LESETEXT ▸
IS: Was in meinen Augen heraussticht ist, dass Spuren der Geschichte erhalten geblieben sind und sie mit zeitgenössischem Design gemischt wurden. Für mich ist das kein Widerspruch.
Was waren die grössten Herausforderungen in den letzten drei Jahren?
JR: Die Finanzierung von kulturellem Erbe mit ökonomischem Interesse und Tourismus zu kombinieren, ist eine grosse Herausforderung. Denn in der Realität ist ein nicht wirtschaftlich rentables Projekt auch kein attraktives Investitionsobjekt.
Und was die grösste Motivation?
IS: Die Geschichte dieser Häuser und wofür sie stehen. Ich habe die Nachkommen der Bergführer kennengelernt als ich mein BuchExterner Link «Swiss Guides» geschrieben habe. Diese direkten Nachkommen sind nicht mehr unter uns und ich fühlte mich verantwortlich dafür, dass dieses Denkmal überlebt.
JR: Ich konnte nicht glauben, dass kulturelles Erbe einfach so verkauft wird und dadurch verschwinden könnte. Mir war wichtig, dass man sich der Bedeutung dieser Schweizer Spuren in Kanada bewusst wird.

AUFGABENLISTE ▸
1 > Stimmen diese Aussagen mit dem Interview über die Schweizer Spuren in Kanada überein? Antworte jeweils mit Ja oder Nein und zitiere die entscheidenden Worte wörtlich.
(a) JR hält es für einfach, die Finanzierung von kulturellem Erbe mit Tourismus zu verbinden.
(b) IS sieht in der Mischung aus Spuren der Geschichte und zeitgenössischem Design einen Widerspruch.
(c) IS hat die Nachkommen der Bergführer kennengelernt.
2 > Wie könnte das Interview über die Schweizer Spuren in Kanada weitergehen? Führe es nach seinem letzten Satz fort.
Die Zeilen braucht man hierfür nicht.

Gespeicherte Einträge ▸
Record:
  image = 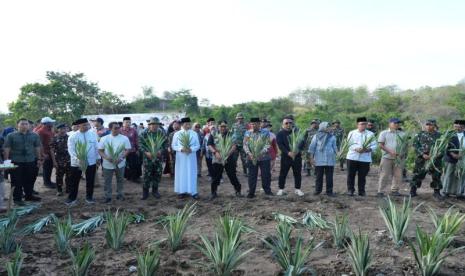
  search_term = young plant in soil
[0,211,18,254]
[160,203,197,252]
[379,197,421,246]
[105,210,131,250]
[136,246,160,276]
[68,243,95,276]
[347,230,373,276]
[5,246,24,276]
[331,214,351,249]
[410,227,465,276]
[54,215,73,254]
[263,221,322,276]
[197,214,253,276]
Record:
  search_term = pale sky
[0,0,465,112]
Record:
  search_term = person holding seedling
[207,121,241,200]
[243,117,273,198]
[139,117,168,200]
[65,118,100,206]
[276,118,305,196]
[346,117,377,196]
[171,117,200,199]
[410,119,447,199]
[98,122,131,203]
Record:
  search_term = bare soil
[0,162,465,276]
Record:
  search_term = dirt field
[0,162,465,276]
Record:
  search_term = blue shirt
[308,135,337,166]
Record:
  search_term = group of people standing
[0,113,465,209]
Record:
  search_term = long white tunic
[171,129,200,195]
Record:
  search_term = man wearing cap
[50,124,71,196]
[65,118,99,206]
[121,117,142,183]
[442,120,463,197]
[139,117,168,200]
[346,117,377,196]
[331,120,345,171]
[98,122,131,203]
[378,118,406,197]
[231,112,247,175]
[276,118,305,196]
[207,120,241,200]
[171,117,200,199]
[93,117,111,140]
[410,119,443,199]
[35,117,56,189]
[304,119,320,176]
[243,117,273,198]
[3,118,43,205]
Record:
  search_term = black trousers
[124,152,142,180]
[248,160,271,195]
[278,155,302,189]
[211,160,241,194]
[68,165,97,200]
[42,157,53,185]
[315,166,334,194]
[11,160,37,201]
[205,156,213,178]
[347,160,370,194]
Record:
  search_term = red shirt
[121,127,139,152]
[35,127,55,156]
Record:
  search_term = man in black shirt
[207,121,241,200]
[276,117,304,196]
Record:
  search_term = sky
[0,0,465,112]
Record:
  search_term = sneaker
[208,193,218,200]
[86,198,95,205]
[24,195,42,201]
[13,200,26,206]
[65,198,77,207]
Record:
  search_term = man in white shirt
[65,118,99,206]
[98,122,131,203]
[346,117,377,196]
[377,118,407,197]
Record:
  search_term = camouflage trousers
[232,146,247,174]
[55,163,71,192]
[410,156,442,190]
[143,160,163,191]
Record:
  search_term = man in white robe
[171,117,200,199]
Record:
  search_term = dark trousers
[211,161,241,194]
[68,165,97,200]
[55,163,71,192]
[11,160,37,201]
[42,158,53,185]
[205,156,213,178]
[124,152,142,180]
[315,166,334,194]
[278,155,302,189]
[248,160,271,195]
[347,160,370,194]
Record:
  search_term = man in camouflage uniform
[331,120,344,171]
[232,113,247,175]
[50,124,71,196]
[410,119,442,198]
[304,119,320,176]
[139,117,168,200]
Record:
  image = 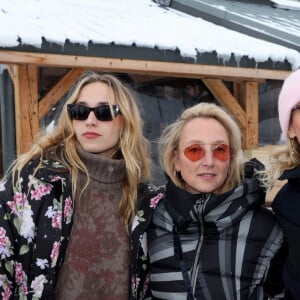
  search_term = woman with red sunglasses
[147,103,285,300]
[0,72,162,300]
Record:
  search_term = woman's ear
[173,150,180,172]
[287,125,296,139]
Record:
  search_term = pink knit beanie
[278,69,300,138]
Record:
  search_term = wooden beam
[39,68,85,119]
[240,82,259,149]
[13,65,40,155]
[202,78,247,128]
[0,50,291,81]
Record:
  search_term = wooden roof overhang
[0,49,290,154]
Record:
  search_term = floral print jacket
[0,159,163,300]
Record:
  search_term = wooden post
[13,64,40,155]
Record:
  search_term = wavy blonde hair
[159,102,246,193]
[259,137,300,190]
[6,71,151,224]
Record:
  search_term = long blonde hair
[9,71,151,224]
[159,102,246,192]
[260,137,300,190]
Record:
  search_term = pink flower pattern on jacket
[0,160,74,300]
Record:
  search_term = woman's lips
[83,131,100,139]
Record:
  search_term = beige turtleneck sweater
[55,146,129,300]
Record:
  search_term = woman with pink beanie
[263,69,300,299]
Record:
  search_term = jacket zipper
[191,194,210,294]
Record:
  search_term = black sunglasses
[67,103,121,121]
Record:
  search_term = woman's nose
[202,150,214,166]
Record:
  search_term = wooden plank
[202,78,247,128]
[240,82,259,149]
[14,65,40,155]
[39,68,85,119]
[0,50,291,81]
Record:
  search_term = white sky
[0,0,300,69]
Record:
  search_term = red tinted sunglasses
[183,144,230,161]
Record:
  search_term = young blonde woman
[147,103,284,300]
[0,72,159,300]
[263,70,300,299]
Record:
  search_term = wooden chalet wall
[0,50,290,154]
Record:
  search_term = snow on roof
[271,0,300,10]
[0,0,300,69]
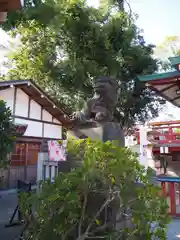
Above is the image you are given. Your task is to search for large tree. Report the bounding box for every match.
[1,0,165,127]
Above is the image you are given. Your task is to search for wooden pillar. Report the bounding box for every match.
[161,182,166,196]
[169,182,176,215]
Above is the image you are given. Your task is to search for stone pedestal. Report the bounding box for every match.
[67,122,125,147]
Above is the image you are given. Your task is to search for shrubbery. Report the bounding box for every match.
[23,139,169,240]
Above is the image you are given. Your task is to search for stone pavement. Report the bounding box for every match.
[0,194,180,240]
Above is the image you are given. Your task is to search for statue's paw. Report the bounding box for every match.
[95,113,106,121]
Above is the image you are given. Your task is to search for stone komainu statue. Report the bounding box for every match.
[73,77,119,124]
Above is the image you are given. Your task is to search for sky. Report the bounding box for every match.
[0,0,180,122]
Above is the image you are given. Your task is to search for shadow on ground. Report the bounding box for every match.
[0,194,23,240]
[0,194,180,240]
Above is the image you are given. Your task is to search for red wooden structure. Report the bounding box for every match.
[157,177,180,217]
[137,57,180,217]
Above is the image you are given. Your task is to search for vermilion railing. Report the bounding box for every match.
[136,125,180,144]
[157,177,180,217]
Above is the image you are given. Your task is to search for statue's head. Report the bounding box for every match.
[94,77,119,102]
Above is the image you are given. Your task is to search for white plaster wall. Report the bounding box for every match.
[42,110,52,122]
[0,88,14,111]
[30,100,41,120]
[53,118,61,124]
[15,118,42,137]
[44,123,62,139]
[15,89,29,117]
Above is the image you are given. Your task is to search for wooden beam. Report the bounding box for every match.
[13,115,62,126]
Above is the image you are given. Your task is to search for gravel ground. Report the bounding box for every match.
[0,194,180,240]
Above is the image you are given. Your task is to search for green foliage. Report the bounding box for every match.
[22,139,169,240]
[0,100,15,169]
[1,0,165,127]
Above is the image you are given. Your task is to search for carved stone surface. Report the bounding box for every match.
[67,77,125,147]
[67,122,125,147]
[72,77,118,124]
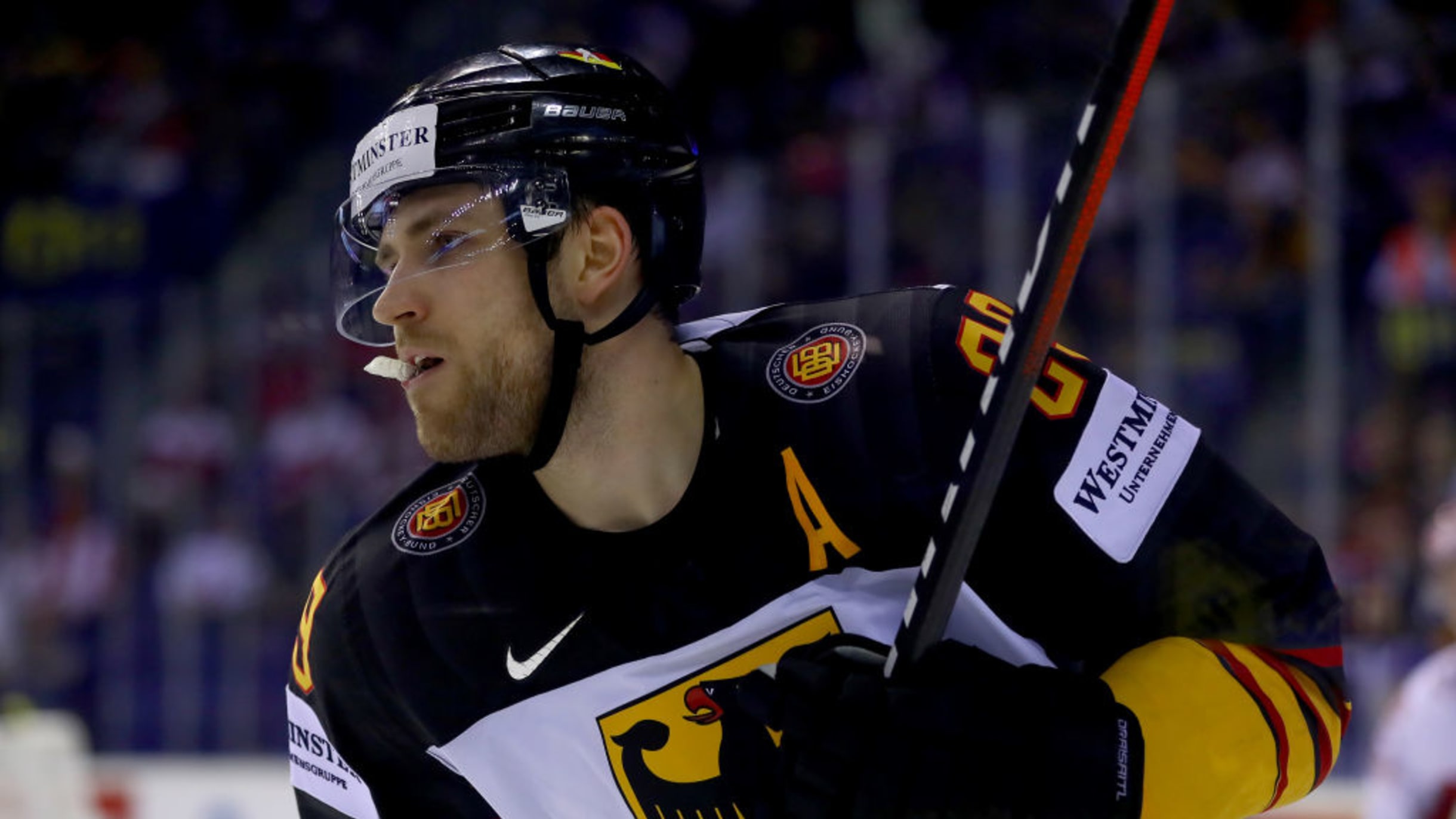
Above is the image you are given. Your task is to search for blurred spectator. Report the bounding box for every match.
[22,426,121,724]
[1367,163,1456,376]
[1366,501,1456,819]
[132,368,237,516]
[156,500,271,617]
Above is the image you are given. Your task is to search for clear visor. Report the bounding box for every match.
[331,168,570,347]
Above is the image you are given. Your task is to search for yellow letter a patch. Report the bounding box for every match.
[781,447,859,571]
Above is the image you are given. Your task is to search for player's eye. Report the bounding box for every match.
[430,230,485,264]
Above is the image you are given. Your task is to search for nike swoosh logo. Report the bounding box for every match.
[505,612,587,681]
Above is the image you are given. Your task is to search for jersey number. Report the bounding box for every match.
[292,570,329,694]
[955,290,1088,420]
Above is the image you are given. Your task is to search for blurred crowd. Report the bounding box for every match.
[0,0,1456,772]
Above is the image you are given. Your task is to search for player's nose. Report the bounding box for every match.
[373,270,425,327]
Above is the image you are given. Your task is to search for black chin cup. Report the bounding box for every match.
[526,244,656,472]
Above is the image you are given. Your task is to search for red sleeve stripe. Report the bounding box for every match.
[1198,640,1288,810]
[1275,645,1346,669]
[1250,645,1338,790]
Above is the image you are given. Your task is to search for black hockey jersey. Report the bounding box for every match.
[287,288,1347,819]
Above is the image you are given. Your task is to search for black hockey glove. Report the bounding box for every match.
[725,634,1143,819]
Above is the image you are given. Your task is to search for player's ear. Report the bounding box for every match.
[566,205,636,322]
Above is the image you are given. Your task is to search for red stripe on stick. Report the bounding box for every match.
[1025,0,1174,374]
[1198,640,1288,810]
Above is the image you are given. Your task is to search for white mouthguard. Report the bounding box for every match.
[364,356,419,380]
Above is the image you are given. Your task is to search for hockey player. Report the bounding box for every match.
[1366,501,1456,819]
[287,44,1347,819]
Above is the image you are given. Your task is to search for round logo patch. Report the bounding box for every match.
[390,473,485,555]
[766,322,865,404]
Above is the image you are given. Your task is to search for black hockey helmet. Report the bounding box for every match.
[334,44,704,346]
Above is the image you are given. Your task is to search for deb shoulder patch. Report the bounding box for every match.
[764,322,865,404]
[390,473,485,555]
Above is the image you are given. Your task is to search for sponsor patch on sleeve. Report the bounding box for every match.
[1054,373,1200,562]
[288,689,378,819]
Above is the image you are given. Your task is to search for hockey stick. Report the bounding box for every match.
[886,0,1174,676]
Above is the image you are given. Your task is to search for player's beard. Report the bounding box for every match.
[409,326,552,463]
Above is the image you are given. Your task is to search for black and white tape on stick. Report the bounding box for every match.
[886,0,1174,676]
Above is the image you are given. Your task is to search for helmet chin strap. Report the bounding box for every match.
[526,242,656,472]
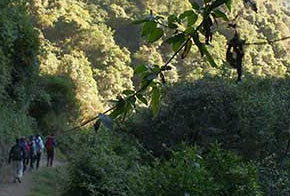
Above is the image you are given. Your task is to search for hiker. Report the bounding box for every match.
[35,135,44,169]
[45,133,56,167]
[20,136,30,175]
[28,136,37,170]
[8,139,25,183]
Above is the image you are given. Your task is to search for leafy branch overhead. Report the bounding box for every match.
[60,0,288,134]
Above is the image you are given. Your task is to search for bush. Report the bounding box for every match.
[136,145,261,196]
[66,126,260,196]
[67,129,143,196]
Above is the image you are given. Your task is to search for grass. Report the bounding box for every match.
[29,166,65,196]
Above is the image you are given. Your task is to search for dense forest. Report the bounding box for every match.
[0,0,290,196]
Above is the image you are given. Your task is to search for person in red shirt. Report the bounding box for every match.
[45,133,56,167]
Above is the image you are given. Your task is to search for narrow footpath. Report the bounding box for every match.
[0,159,62,196]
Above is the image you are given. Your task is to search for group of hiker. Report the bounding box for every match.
[8,134,56,183]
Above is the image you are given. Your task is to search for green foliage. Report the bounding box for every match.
[67,129,145,196]
[67,129,261,196]
[137,145,261,196]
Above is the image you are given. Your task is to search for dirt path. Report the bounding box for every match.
[0,159,62,196]
[0,172,32,196]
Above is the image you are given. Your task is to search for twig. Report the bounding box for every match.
[244,36,290,45]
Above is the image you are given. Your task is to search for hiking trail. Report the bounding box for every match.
[0,159,62,196]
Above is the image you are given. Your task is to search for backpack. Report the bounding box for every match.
[45,137,54,151]
[29,141,36,156]
[35,138,43,153]
[11,145,24,161]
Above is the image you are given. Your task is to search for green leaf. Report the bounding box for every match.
[99,114,114,131]
[214,10,229,21]
[110,98,125,119]
[134,65,148,74]
[136,94,148,105]
[179,10,198,26]
[192,32,205,57]
[172,40,185,52]
[191,1,200,10]
[167,14,179,29]
[94,119,101,133]
[148,28,164,43]
[202,45,217,68]
[122,90,135,95]
[184,27,195,35]
[181,39,192,59]
[187,14,197,26]
[226,0,233,12]
[209,0,228,10]
[131,19,148,25]
[142,21,157,37]
[151,86,160,117]
[145,73,158,81]
[128,96,136,108]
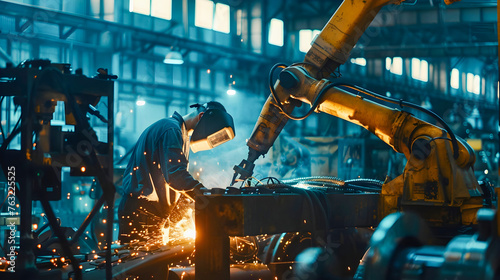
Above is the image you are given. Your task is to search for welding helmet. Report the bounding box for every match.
[189,101,235,153]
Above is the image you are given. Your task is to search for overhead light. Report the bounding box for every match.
[163,51,184,65]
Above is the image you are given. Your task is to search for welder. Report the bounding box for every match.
[118,101,235,244]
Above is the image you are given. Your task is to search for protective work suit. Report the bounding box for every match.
[118,102,234,244]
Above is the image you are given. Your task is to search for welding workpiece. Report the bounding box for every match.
[233,0,482,226]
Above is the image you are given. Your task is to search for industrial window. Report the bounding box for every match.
[467,73,481,94]
[129,0,172,20]
[411,58,429,82]
[351,57,366,66]
[268,18,285,47]
[450,68,460,89]
[194,0,230,33]
[299,29,321,52]
[391,57,403,75]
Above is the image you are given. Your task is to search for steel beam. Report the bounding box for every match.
[195,193,379,280]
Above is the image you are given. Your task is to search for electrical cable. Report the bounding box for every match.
[337,83,459,159]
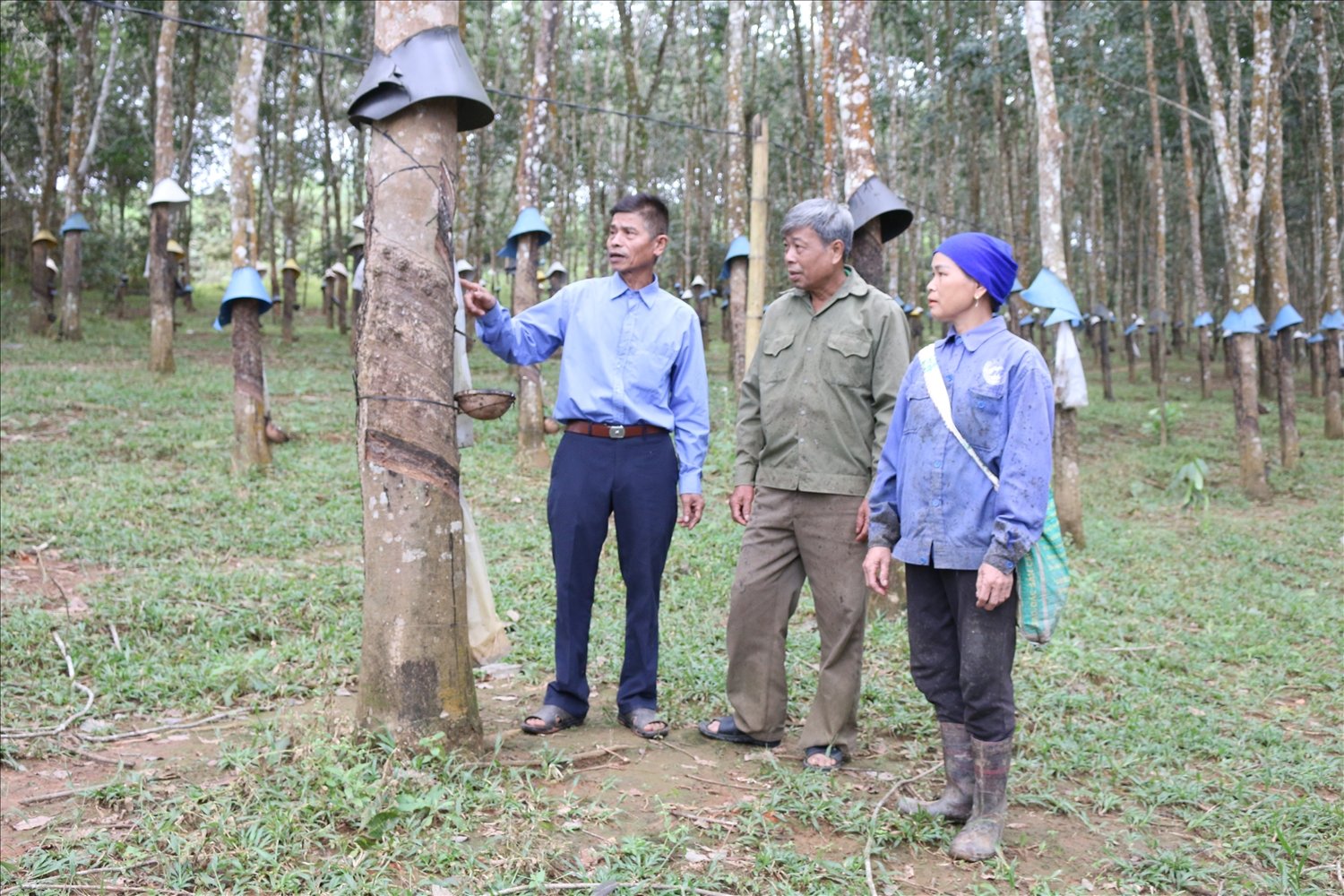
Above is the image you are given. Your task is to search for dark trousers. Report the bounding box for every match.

LÖSUNGEN ▸
1 >
(a) Nein: „ist eine grosse Herausforderung“
(b) Nein: „Für mich ist das kein Widerspruch.“
(c) Ja: „Ich habe die Nachkommen der Bergführer kennengelernt“

2 >
Wie sind Sie darauf gekommen, dieses Jubiläum jetzt zu feiern? Haben Sie die Rettung der Chalets zum Anlass genommen, den Event 125 Jahre Schweizer Bergführer zu organisieren?
IS: Wir wollten so oder so etwas organisieren. 125 Jahre sind ein wichtiges Jubiläum. Aber es ist ein glücklicher Umstand, dass wir heute beides feiern können.
Jetzt sind die Chalets gerettet, braucht es den Verein «Swiss Edelweiss Foundation» überhaupt noch?
JR: Das erste Kapitel ist geschrieben. Jetzt wollen wir das nächste Kapitel beginnen. Denn es gibt noch viel zu tun: Etwa das Bewusstsein für den historischen Wert zu schaffen oder die historischen Gegenstände aus den Chalets, die dem Verein geschenkt wurden, zu kuratieren.
IS: Wir werden uns mit den Vereinsmitgliedern zusammensetzen, um die nächste Phase einzuläuten. Wir freuen uns auf die Fortsetzung unserer Arbeit.